### ENUNCIADO ESCRITO:
Segundo o texto da página, em que bairro ocorreu o show do grupo Sistema Negro coberto pelo autor?

### TEXTO DA PÁGINA:
22.5.07

E O BRUNO DISSE TUDO!

Há exatamente uma semana eu postava aqui o texto "E O SIMAS DISSE TUDO", leiam aqui.

Comentando o imprescindível texto do igualmente imprescindível Simas, escreveu o Bruno Ribeiro, lá de Campinas:

"Dizer o que diante disso? Camaradas, às armas! Salve nosso Comandante!"

E como o Bruno não é homem de descumprir a palavra, e como o Bruno é também imprescindível na luta pelo que é nosso, faço questão de transcrever, na íntegra, seu fundamental texto "VIRADA CULTURAL É O CARALHO", publicado no excelente PÁTRIA FUTEBOL CLUBE.

Pátria Futebol Clube

É preciso perceber, de cara, a beleza do título do texto, a agressividade contida no título de texto, que demonstra que o camarada Bruno segue à risca o ensinamento que manda endurecer sem perder jamais a doçura. Leiam o texto, do início ao fim, e vocês perceberão que eu assino embaixo, na íntegra. Há tempos eu defendo deixar a resignação e a política da boa vizinhança de lado. É dedo na cara da canalha, mesmo!

"Durante toda a semana passada só se falou na Virada Cultural Paulista, que pela primeira vez teve uma edição campineira. De sábado para domingo foram 24 horas ininterruptas de música, teatro, cinema e exposições. Trabalhei na cobertura do show do grupo Sistema Negro, no Jardim Ieda. A expectativa (não a minha, evidente) era de que o show de rap, que ocorreu diante do sexto distrito policial de Campinas, acabasse em confusão - à exemplo do show dos Racionais, em São Paulo. Típica associação preconceituosa que a classe média faz do rap com a violência - reforçada depois que a Rede Globo culpou o público pelo confronto com a polícia militar. Não cabe agora discutir de quem foi a culpa pela pancadaria, mas é sempre bom lembrar que o problema é o homem e não o lugar de onde ele vem. Só discorda quem não conhece a periferia de perto.

Eu já sabia que seria um show tranqüilo. Depois fui para a redação escrever a matéria, mas não quis participar da Virada Cultural. Comprei um vinho na volta e fiz uma sopa na santa paz do lar, ouvindo a música que gosto, na altura que gosto, na companhia de quem gosto. E isso me basta.

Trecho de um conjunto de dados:
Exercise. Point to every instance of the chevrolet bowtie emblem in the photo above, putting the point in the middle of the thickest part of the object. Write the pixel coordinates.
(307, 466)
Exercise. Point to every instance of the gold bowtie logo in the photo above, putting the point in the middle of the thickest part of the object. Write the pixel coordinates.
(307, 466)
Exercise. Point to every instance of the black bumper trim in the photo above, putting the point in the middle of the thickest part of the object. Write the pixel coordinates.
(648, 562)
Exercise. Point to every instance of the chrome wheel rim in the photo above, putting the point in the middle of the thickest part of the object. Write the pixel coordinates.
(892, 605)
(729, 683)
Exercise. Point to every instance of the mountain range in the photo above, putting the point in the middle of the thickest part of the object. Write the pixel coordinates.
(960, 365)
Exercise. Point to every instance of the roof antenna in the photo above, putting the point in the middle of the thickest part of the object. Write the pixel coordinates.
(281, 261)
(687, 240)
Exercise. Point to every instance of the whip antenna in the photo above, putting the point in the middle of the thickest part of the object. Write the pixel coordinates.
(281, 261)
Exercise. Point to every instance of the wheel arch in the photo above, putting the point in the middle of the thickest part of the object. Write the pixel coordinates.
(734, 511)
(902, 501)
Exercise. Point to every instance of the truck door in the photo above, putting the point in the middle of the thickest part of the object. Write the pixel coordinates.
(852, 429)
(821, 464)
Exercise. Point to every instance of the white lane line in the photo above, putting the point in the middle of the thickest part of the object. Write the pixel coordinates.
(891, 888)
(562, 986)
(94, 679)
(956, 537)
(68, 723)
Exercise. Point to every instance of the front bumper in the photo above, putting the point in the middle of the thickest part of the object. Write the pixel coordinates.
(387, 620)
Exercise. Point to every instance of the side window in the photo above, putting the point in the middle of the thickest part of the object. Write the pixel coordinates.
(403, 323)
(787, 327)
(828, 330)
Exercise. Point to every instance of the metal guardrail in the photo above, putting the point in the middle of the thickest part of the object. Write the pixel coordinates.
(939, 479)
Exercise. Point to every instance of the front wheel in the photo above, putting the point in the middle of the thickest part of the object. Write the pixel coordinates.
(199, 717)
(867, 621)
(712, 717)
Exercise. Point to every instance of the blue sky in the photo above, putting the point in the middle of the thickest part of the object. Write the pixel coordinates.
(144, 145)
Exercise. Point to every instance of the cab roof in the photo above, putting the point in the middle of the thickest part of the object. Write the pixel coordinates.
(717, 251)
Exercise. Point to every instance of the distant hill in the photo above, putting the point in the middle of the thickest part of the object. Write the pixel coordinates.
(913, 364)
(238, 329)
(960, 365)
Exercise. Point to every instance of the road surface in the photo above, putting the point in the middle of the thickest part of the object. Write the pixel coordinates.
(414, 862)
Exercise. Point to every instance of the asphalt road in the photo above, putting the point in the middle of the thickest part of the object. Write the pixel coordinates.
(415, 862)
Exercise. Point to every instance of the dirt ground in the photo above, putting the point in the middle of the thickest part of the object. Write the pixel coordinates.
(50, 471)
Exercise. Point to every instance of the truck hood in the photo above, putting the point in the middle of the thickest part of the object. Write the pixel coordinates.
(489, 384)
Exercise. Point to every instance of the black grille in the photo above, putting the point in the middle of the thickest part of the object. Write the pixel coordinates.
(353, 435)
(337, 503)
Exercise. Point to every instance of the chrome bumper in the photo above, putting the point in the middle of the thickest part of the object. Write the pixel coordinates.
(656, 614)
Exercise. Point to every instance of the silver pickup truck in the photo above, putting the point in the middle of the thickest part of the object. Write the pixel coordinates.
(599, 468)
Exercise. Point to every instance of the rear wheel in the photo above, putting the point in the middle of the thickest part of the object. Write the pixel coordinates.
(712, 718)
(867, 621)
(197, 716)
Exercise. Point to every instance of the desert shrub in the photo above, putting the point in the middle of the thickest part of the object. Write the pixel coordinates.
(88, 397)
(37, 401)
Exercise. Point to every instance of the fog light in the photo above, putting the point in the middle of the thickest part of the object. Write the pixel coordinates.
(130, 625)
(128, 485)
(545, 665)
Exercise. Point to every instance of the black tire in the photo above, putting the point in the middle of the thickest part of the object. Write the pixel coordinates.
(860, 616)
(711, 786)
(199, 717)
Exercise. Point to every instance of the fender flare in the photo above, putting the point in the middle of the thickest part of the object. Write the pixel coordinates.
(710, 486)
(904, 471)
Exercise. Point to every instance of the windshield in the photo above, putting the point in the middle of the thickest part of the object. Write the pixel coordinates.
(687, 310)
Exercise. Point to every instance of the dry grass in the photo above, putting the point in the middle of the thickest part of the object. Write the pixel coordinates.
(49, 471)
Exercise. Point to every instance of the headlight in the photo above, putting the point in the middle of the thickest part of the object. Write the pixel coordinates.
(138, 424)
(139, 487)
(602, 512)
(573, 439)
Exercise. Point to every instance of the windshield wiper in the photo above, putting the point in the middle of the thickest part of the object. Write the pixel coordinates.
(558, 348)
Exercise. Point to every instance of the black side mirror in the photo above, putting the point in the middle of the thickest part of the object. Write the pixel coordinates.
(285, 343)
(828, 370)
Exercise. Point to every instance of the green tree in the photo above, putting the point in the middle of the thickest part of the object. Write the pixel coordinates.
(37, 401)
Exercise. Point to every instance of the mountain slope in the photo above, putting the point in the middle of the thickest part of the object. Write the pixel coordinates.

### RESPOSTA ESCRITA:
No Jardim Ieda.